Records provided:
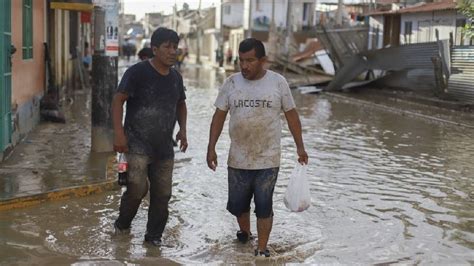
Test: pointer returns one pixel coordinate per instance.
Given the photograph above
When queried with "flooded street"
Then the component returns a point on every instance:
(386, 188)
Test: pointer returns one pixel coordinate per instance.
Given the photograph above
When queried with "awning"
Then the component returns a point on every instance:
(76, 5)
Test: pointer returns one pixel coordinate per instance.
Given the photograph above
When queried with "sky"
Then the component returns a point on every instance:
(140, 7)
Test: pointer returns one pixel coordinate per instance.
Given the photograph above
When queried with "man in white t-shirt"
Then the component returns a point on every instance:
(255, 98)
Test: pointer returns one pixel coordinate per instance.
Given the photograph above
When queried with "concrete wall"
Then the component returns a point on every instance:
(28, 75)
(232, 14)
(425, 24)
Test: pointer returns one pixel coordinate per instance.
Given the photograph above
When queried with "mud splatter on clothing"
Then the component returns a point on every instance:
(255, 107)
(151, 109)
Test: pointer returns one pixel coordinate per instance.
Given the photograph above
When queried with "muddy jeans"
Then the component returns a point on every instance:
(144, 173)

Activity:
A single number is expected: how many lines of the data hold the string "When".

Result for this task:
7